── Testo estratto ──

Le Indicazioni Nazionali: il racconto e il progetto della scuola italiana.

di M. Gloria Calì

Le Indicazioni Nazionali sono un documento rifondativo per la scuola italiana la cui portata, a nostro parere, va oltre il Primo Ciclo d’Istruzione, a cui è direttamente destinata: sono state scritte con una base pedagogica che assegna alla scuola, in forme esplicite e stabilite ex lege, il compito di determinare un atteggiamento civico proficuo per lo Stato intero e per le singole comunità. Il concetto di competenza intesa come approccio ai saperi in quanto agenti di significato, il concetto di conoscenza come azione costruttiva, l’idea che la scuola sia un continuum educativo e culturale che dialoghi con se stessa e con il territorio… sono tratti distintivi delle Indicazioni che dovrebbero stare a fondamento di tutto il sistema d’istruzione, se esso è vòlto ad un* studente che va al mondo con una patrimonio personale intellettuale che gli permette di essere liber*, solidale, emancipat*. Il sapere, infatti, non è un orpello personale, non è erudizione ammirevole ma sterile: è garanzia di crescita individuale democratica e moderna, e insieme collettiva. Questa è la ragione per cui il seminario nazionale del CIDI del 2024 è stato intitolato “Le Indicazioni Nazionali: una bussola per la scuola”, avendo scelto di attribuire al documento un ruolo di guida per la scuola intera[1].

Cercheremo, qui di seguito, di capire, anche attraverso le riflessioni condivise in quel seminario, quanto le Indicazioni siano significative per rileggere la situazione della scuola tutta.

Le Indicazioni Nazionali per il primo ciclo di istruzione sono state pubblicate in Gazzetta Ufficiale il 16 Novembre del 2012, come parte integrante del Decreto ministeriale n. 254. Il testo del decreto, che consta di 5 articoli, porta la firma del ministro Profumo, e, subito prima di questa firma, è scritto, con austera solennità: “Il presente decreto, munito del sigillo dello Stato, sarà inserito nella  Raccolta  ufficiale  degli  atti  normativi  della  Repubblica italiana. E' fatto obbligo a chiunque spetti di osservarlo e di farlo osservare”.

Ripartiamo, quindi, dalla domanda, resa legittima dal fatto che le Indicazioni hanno compiuto e superato i dieci anni di vita: il decreto è stato osservato e fatto osservare? Il che, tradotto in termini culturalmente più significativi, vuol dire: “la scuola pubblica di base italiana ha letto, analizzato e fatto proprie le trasformazioni dalle Indicazioni”? Se si procede a ritroso nella lettura delle norme che hanno preceduto e, in qualche misura, preparato l’avvento delle Indicazioni del 2012, comprendiamo che l’obiettivo fondamentale di questa riforma della scuola di base era il suo miglioramento, sia in termini organizzativi, sia in termini di relazione con i territori, sia in termini di funzione formativa ed educativa generale.

───
── Righe di dati ──

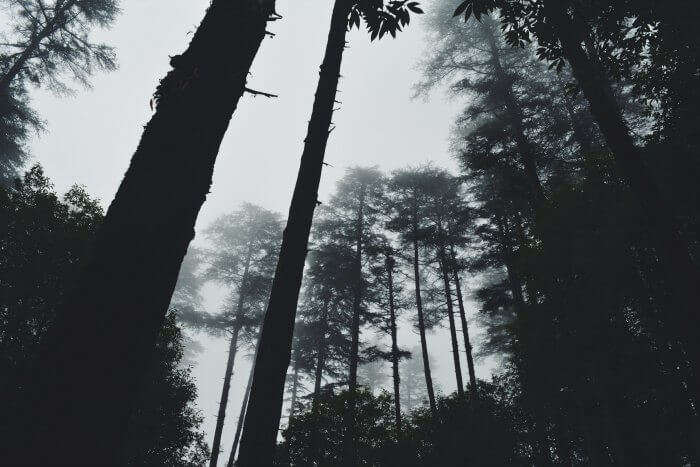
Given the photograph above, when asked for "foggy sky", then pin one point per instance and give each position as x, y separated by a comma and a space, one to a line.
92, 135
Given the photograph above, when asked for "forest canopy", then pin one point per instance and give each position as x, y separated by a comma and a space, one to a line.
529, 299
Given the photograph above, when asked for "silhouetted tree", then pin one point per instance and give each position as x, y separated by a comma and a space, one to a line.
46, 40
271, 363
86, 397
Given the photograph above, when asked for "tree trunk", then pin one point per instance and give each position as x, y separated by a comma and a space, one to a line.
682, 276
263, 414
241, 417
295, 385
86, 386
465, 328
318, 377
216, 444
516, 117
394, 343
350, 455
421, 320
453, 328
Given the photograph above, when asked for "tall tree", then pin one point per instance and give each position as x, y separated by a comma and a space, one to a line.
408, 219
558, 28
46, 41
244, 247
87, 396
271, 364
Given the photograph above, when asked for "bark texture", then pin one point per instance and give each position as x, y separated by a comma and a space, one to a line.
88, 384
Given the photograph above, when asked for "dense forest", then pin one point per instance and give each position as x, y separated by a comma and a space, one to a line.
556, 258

───
── Righe di dati ──

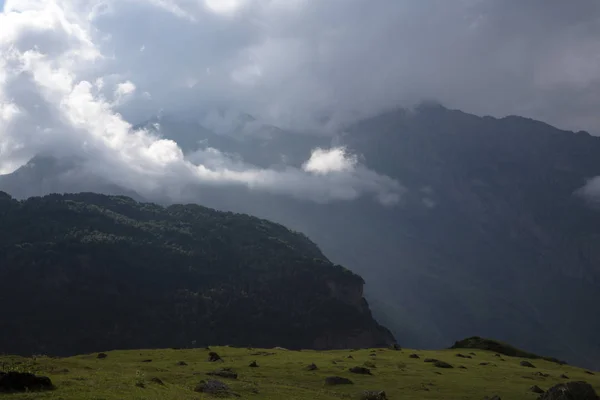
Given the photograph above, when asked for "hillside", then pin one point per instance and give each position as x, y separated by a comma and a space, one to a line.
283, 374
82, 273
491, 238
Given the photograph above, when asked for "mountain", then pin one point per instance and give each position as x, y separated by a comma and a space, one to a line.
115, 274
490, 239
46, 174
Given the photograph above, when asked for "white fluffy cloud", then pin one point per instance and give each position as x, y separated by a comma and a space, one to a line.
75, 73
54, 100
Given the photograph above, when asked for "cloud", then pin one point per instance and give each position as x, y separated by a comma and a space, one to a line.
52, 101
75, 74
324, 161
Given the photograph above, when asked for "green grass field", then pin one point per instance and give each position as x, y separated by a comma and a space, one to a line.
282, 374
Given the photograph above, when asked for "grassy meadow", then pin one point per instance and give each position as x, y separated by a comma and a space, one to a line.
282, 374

───

◆ Obiettivo dichiarato 1 ◆
Traduci in inglese questa frase del testo sulle Indicazioni Nazionali: "Il sapere, infatti, non è un orpello personale, non è erudizione ammirevole ma sterile: è garanzia di crescita individuale democratica e moderna, e insieme collettiva."
◆ Obiettivo dichiarato 2 ◆
Per favore, riscrivi il tratto del testo sulle Indicazioni Nazionali che va da "Cercheremo, qui di" fino a "della scuola tutta.", sostituendo "seminario" con "convegno".
◆ Obiettivo dichiarato 3 ◆
Secondo il testo sulle Indicazioni Nazionali, in che data sono state pubblicate in Gazzetta Ufficiale le Indicazioni per il primo ciclo di istruzione?

◆ Soluzione scritta 1 ◆
Knowledge, in fact, is not a personal ornament, it is not admirable but sterile erudition: it is a guarantee of democratic and modern individual growth, and at the same time of collective growth.

◆ Soluzione scritta 2 ◆
Cercheremo, qui di seguito, di capire, anche attraverso le riflessioni condivise in quel convegno, quanto le Indicazioni siano significative per rileggere la situazione della scuola tutta.

◆ Soluzione scritta 3 ◆
Il 16 novembre 2012.